### Problem statement
Arrange every one of the entries below as a numbered list, leaving out any blank lines.

Dataset entries
──────

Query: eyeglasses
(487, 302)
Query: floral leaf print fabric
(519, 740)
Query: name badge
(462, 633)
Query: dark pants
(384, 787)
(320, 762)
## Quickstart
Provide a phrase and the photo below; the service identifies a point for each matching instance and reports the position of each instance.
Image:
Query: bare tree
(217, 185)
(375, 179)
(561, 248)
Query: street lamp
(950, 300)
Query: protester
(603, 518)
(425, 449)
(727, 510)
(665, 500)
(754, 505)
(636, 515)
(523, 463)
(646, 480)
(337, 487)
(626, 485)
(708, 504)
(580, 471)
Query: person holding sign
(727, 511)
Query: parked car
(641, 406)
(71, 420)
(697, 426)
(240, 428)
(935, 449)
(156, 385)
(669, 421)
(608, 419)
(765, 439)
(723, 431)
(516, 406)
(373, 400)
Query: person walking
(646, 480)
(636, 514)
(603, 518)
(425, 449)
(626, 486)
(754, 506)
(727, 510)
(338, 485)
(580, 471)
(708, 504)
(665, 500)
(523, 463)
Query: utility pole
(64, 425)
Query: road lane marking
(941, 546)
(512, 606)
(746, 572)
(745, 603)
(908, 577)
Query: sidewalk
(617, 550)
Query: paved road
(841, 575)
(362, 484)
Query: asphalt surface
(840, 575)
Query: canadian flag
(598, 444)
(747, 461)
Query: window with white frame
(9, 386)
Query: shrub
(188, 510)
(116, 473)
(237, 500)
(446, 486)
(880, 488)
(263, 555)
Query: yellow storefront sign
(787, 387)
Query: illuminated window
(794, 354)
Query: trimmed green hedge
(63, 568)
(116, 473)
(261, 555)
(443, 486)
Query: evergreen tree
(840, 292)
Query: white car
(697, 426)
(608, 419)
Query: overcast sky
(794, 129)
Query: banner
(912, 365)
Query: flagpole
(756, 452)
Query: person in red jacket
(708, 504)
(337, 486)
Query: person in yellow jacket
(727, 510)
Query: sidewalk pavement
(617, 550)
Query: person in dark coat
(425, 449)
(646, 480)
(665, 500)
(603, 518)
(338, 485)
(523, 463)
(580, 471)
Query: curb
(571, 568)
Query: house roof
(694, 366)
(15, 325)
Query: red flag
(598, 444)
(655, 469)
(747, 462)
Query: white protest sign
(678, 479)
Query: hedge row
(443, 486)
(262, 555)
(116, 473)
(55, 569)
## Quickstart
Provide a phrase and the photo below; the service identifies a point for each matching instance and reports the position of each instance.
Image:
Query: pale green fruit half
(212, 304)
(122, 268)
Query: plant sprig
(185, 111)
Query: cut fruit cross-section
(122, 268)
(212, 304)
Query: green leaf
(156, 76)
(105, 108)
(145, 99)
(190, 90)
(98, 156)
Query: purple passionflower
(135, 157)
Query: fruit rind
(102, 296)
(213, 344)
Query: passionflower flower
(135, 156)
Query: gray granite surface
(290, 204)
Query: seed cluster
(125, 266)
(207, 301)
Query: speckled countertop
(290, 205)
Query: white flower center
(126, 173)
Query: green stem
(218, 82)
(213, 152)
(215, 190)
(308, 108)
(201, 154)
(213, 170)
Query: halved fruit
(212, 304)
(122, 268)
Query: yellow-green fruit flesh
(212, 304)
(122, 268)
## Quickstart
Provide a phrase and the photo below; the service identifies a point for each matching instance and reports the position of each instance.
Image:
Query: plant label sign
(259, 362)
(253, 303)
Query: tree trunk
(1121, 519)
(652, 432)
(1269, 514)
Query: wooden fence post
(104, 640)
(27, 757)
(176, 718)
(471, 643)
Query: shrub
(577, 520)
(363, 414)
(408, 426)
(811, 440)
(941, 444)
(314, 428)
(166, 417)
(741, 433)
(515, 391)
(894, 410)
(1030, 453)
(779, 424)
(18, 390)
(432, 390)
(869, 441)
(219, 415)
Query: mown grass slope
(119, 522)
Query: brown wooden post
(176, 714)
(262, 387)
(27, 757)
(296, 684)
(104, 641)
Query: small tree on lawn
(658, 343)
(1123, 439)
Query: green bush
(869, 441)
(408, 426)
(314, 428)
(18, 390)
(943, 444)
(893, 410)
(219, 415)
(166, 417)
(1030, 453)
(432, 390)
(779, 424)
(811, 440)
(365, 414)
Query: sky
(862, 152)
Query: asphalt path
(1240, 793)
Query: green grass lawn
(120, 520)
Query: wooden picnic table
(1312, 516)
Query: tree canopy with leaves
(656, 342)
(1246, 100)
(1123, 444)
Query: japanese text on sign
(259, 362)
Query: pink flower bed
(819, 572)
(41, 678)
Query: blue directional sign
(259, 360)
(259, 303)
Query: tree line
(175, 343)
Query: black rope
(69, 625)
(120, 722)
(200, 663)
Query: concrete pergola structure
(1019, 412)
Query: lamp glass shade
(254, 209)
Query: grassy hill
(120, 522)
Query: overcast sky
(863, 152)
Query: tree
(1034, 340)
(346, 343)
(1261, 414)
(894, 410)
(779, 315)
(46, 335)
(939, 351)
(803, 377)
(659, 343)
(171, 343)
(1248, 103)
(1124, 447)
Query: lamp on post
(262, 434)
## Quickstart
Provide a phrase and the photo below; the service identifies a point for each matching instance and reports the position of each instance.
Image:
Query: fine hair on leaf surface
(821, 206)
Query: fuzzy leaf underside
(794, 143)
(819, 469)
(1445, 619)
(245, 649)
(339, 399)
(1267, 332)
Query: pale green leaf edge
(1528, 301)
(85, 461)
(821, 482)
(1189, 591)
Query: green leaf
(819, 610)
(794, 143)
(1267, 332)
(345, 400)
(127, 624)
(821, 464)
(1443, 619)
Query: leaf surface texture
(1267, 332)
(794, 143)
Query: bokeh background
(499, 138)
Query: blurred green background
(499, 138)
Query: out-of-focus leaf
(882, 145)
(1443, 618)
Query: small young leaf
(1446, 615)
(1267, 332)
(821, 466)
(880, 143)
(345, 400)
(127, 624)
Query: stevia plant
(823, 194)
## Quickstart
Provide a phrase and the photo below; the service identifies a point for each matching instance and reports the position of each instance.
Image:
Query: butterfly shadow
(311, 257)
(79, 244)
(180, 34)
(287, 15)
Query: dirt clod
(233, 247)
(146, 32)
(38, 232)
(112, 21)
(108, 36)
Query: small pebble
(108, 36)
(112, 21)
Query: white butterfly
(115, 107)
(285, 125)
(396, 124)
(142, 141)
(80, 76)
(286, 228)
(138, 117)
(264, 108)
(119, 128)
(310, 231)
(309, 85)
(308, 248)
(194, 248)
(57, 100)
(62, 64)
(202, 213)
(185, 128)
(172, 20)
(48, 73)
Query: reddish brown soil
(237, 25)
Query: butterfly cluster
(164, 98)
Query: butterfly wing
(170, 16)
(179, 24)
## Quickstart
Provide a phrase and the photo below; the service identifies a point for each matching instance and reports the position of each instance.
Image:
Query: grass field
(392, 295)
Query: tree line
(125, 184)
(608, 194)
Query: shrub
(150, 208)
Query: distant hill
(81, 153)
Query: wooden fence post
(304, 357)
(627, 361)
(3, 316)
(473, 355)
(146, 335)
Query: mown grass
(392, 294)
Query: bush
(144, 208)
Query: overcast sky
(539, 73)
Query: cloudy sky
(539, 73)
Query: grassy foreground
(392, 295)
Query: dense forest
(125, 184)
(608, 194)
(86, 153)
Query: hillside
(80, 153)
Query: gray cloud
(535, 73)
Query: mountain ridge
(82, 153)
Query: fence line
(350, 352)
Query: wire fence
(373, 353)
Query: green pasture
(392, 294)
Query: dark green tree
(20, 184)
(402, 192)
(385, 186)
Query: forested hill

──────

### Result of this exercise
1. Query: eyeglasses
2. (487, 302)
3. Query: floral leaf print fabric
4. (519, 740)
5. Query: name badge
6. (462, 633)
7. Query: dark pants
8. (384, 787)
9. (320, 762)
10. ## Quickstart
11. Provide a phrase and the photo below; the service identifies a point for each matching instance and reports the position of each instance.
12. Image:
13. Query: bare tree
14. (217, 185)
15. (375, 179)
16. (561, 248)
17. Query: street lamp
18. (950, 300)
19. Query: protester
20. (603, 518)
21. (425, 449)
22. (727, 510)
23. (665, 500)
24. (754, 505)
25. (636, 515)
26. (523, 463)
27. (646, 480)
28. (337, 487)
29. (626, 485)
30. (708, 504)
31. (580, 471)
32. Query: person holding sign
33. (727, 511)
34. Query: parked car
35. (641, 406)
36. (71, 420)
37. (697, 426)
38. (240, 428)
39. (935, 449)
40. (156, 385)
41. (669, 421)
42. (608, 419)
43. (765, 439)
44. (723, 431)
45. (516, 406)
46. (373, 400)
47. Query: person walking
48. (646, 480)
49. (636, 514)
50. (603, 518)
51. (425, 449)
52. (626, 486)
53. (754, 506)
54. (727, 510)
55. (338, 485)
56. (580, 471)
57. (708, 504)
58. (665, 500)
59. (523, 463)
60. Query: utility pole
61. (64, 425)
62. Query: road lane marking
63. (941, 546)
64. (512, 606)
65. (746, 572)
66. (745, 603)
67. (908, 577)
68. Query: sidewalk
69. (617, 550)
70. Query: paved road
71. (841, 575)
72. (362, 484)
73. Query: asphalt surface
74. (840, 575)
75. Query: canadian flag
76. (598, 444)
77. (747, 461)
78. Query: window with white frame
79. (9, 386)
80. Query: shrub
81. (188, 510)
82. (116, 473)
83. (237, 500)
84. (446, 486)
85. (880, 488)
86. (263, 555)
87. Query: yellow storefront sign
88. (787, 387)
89. Query: illuminated window
90. (794, 354)
91. Query: trimmed green hedge
92. (63, 568)
93. (116, 473)
94. (261, 555)
95. (443, 486)
96. Query: evergreen tree
97. (840, 292)
98. Query: white car
99. (697, 426)
100. (608, 419)
101. Query: overcast sky
102. (794, 129)
103. Query: banner
104. (912, 365)
105. Query: flagpole
106. (756, 452)
107. Query: person in red jacket
108. (708, 504)
109. (337, 486)
110. Query: person in yellow jacket
111. (727, 510)
112. Query: sidewalk pavement
113. (617, 550)
114. Query: person in dark coat
115. (425, 449)
116. (646, 480)
117. (665, 500)
118. (603, 518)
119. (338, 485)
120. (523, 463)
121. (580, 471)
122. Query: curb
123. (571, 568)
124. Query: house roof
125. (694, 366)
126. (15, 325)
127. Query: red flag
128. (598, 444)
129. (655, 469)
130. (747, 462)
131. Query: white protest sign
132. (678, 479)
133. Query: hedge row
134. (443, 486)
135. (262, 555)
136. (116, 473)
137. (55, 569)
138. ## Quickstart
139. Provide a phrase and the photo below; the service identifies a point for each matching instance and reports the position of each instance.
140. Image:
141. Query: pale green fruit half
142. (212, 304)
143. (122, 268)
144. Query: plant sprig
145. (185, 111)
146. Query: cut fruit cross-section
147. (122, 268)
148. (212, 304)
149. Query: green leaf
150. (156, 76)
151. (105, 108)
152. (145, 99)
153. (190, 90)
154. (98, 156)
155. Query: purple passionflower
156. (135, 157)
157. Query: fruit rind
158. (102, 296)
159. (213, 344)
160. Query: passionflower flower
161. (135, 156)
162. Query: gray granite surface
163. (290, 204)
164. Query: seed cluster
165. (125, 266)
166. (207, 301)
167. Query: speckled countertop
168. (290, 205)
169. Query: white flower center
170. (126, 173)
171. Query: green stem
172. (218, 82)
173. (213, 152)
174. (215, 190)
175. (308, 108)
176. (201, 154)
177. (213, 170)
178. Query: halved fruit
179. (212, 304)
180. (122, 268)
181. Query: yellow-green fruit flesh
182. (212, 304)
183. (122, 268)
184. ## Quickstart
185. Provide a phrase and the photo below; the service identifies a point for each matching instance and reports the position of each instance.
186. Image:
187. Query: plant label sign
188. (259, 362)
189. (253, 303)
190. Query: tree trunk
191. (1121, 519)
192. (652, 432)
193. (1269, 514)
194. Query: wooden fence post
195. (104, 640)
196. (27, 757)
197. (176, 718)
198. (471, 643)
199. Query: shrub
200. (577, 520)
201. (363, 414)
202. (408, 426)
203. (811, 440)
204. (941, 444)
205. (314, 428)
206. (166, 417)
207. (741, 433)
208. (515, 391)
209. (894, 410)
210. (1030, 453)
211. (779, 424)
212. (18, 390)
213. (432, 390)
214. (869, 441)
215. (219, 415)
216. Query: mown grass slope
217. (119, 522)
218. Query: brown wooden post
219. (176, 714)
220. (262, 387)
221. (27, 757)
222. (296, 684)
223. (104, 641)
224. Query: small tree on lawn
225. (658, 343)
226. (1123, 439)
227. Query: green bush
228. (869, 441)
229. (408, 426)
230. (314, 428)
231. (18, 390)
232. (943, 444)
233. (893, 410)
234. (219, 415)
235. (166, 417)
236. (1030, 453)
237. (432, 390)
238. (779, 424)
239. (811, 440)
240. (365, 414)
241. Query: sky
242. (862, 152)
243. Query: asphalt path
244. (1240, 793)
245. Query: green grass lawn
246. (120, 520)
247. Query: wooden picnic table
248. (1312, 516)
249. Query: tree canopy with leaves
250. (656, 342)
251. (1246, 100)
252. (1123, 444)
253. Query: japanese text on sign
254. (259, 362)
255. Query: pink flower bed
256. (819, 572)
257. (41, 678)
258. Query: blue directional sign
259. (259, 360)
260. (259, 303)
261. Query: tree line
262. (175, 343)
263. Query: black rope
264. (69, 625)
265. (120, 722)
266. (200, 663)
267. Query: concrete pergola structure
268. (1019, 412)
269. Query: lamp glass shade
270. (254, 209)
271. Query: grassy hill
272. (120, 522)
273. Query: overcast sky
274. (863, 152)
275. Query: tree
276. (1034, 340)
277. (346, 343)
278. (1261, 414)
279. (894, 410)
280. (779, 315)
281. (46, 335)
282. (939, 351)
283. (803, 377)
284. (659, 343)
285. (171, 343)
286. (1248, 103)
287. (1124, 447)
288. Query: lamp on post
289. (262, 434)
290. ## Quickstart
291. Provide a phrase and the photo below; the service identifies a point for each matching instance and reports the position of each instance.
292. Image:
293. Query: fine hair on leaf surface
294. (821, 206)
295. Query: fuzzy leaf underside
296. (794, 143)
297. (819, 469)
298. (1445, 619)
299. (245, 649)
300. (339, 399)
301. (1267, 332)
302. Query: pale green leaf edge
303. (1528, 301)
304. (85, 461)
305. (821, 482)
306. (1189, 591)
307. Query: green leaf
308. (819, 610)
309. (794, 143)
310. (1267, 332)
311. (345, 400)
312. (127, 624)
313. (821, 464)
314. (1443, 619)
315. Query: leaf surface texture
316. (1267, 332)
317. (794, 143)
318. Query: bokeh background
319. (499, 138)
320. Query: blurred green background
321. (499, 138)
322. Query: out-of-focus leaf
323. (882, 145)
324. (1443, 618)
325. Query: small young leaf
326. (1446, 615)
327. (1267, 332)
328. (821, 466)
329. (880, 143)
330. (345, 400)
331. (127, 624)
332. Query: stevia plant
333. (823, 194)
334. ## Quickstart
335. Provide a phrase and the photo below; the service identifies a point for each matching instance and reports the position of each instance.
336. Image:
337. Query: butterfly shadow
338. (311, 257)
339. (79, 244)
340. (180, 34)
341. (287, 15)
342. Query: dirt clod
343. (233, 247)
344. (146, 32)
345. (38, 232)
346. (112, 21)
347. (108, 36)
348. Query: small pebble
349. (108, 36)
350. (112, 21)
351. Query: white butterfly
352. (115, 107)
353. (285, 125)
354. (396, 124)
355. (142, 141)
356. (80, 76)
357. (286, 228)
358. (138, 117)
359. (264, 108)
360. (119, 128)
361. (310, 231)
362. (309, 85)
363. (308, 248)
364. (194, 248)
365. (57, 100)
366. (62, 64)
367. (202, 213)
368. (185, 128)
369. (172, 20)
370. (48, 73)
371. Query: reddish brown soil
372. (237, 25)
373. Query: butterfly cluster
374. (164, 98)
375. Query: butterfly wing
376. (170, 16)
377. (179, 24)
378. ## Quickstart
379. Provide a phrase and the photo below; the service identifies a point for each matching instance and reports the position of each instance.
380. Image:
381. Query: grass field
382. (392, 295)
383. Query: tree line
384. (125, 184)
385. (608, 194)
386. Query: shrub
387. (150, 208)
388. Query: distant hill
389. (81, 153)
390. Query: wooden fence post
391. (304, 357)
392. (627, 361)
393. (3, 316)
394. (473, 355)
395. (146, 335)
396. Query: mown grass
397. (392, 294)
398. Query: bush
399. (144, 208)
400. Query: overcast sky
401. (539, 73)
402. Query: cloudy sky
403. (539, 73)
404. Query: grassy foreground
405. (392, 295)
406. Query: dense forest
407. (125, 184)
408. (608, 194)
409. (86, 153)
410. Query: hillside
411. (80, 153)
412. Query: gray cloud
413. (535, 73)
414. Query: mountain ridge
415. (82, 153)
416. Query: fence line
417. (350, 352)
418. Query: wire fence
419. (373, 353)
420. Query: green pasture
421. (392, 294)
422. Query: dark green tree
423. (20, 184)
424. (402, 192)
425. (385, 186)
426. Query: forested hill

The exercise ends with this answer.